Excerpt from a data file:
** begin **
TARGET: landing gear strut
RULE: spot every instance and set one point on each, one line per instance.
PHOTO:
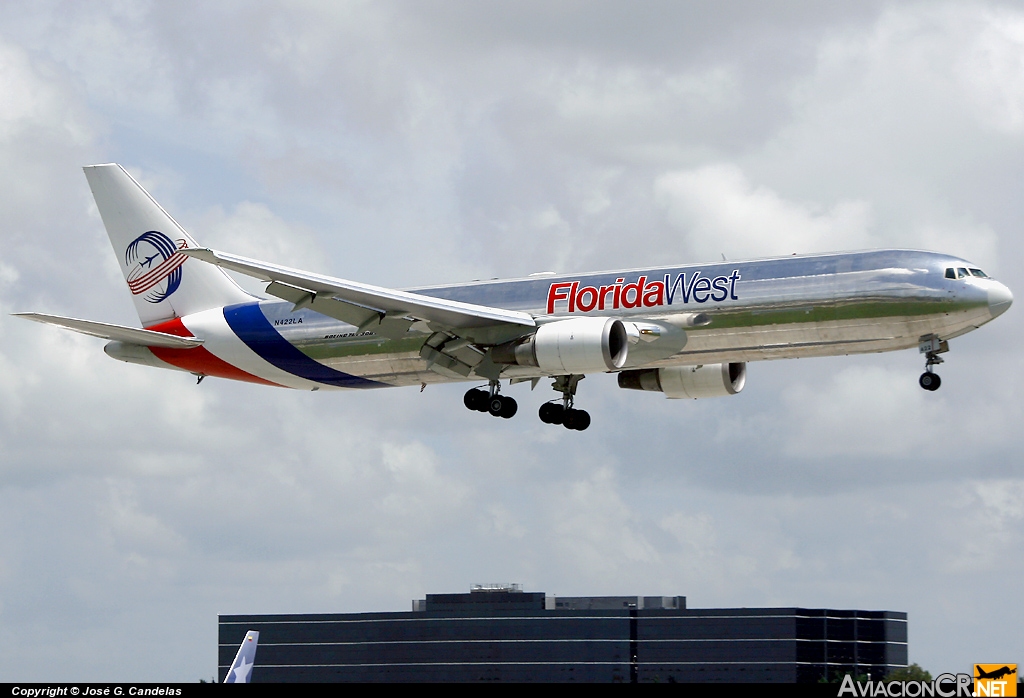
(931, 346)
(491, 401)
(563, 413)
** end **
## Work to be completed
Reproduce every one of the lines above, requests included, shifting each point coordinate in the answers by -90. Leave the pictures out of your output.

## Solution for this problem
TARGET: landing gear strut
RULE: spot every instance and set one point on each, one line per instance.
PHOTO:
(841, 256)
(401, 311)
(473, 323)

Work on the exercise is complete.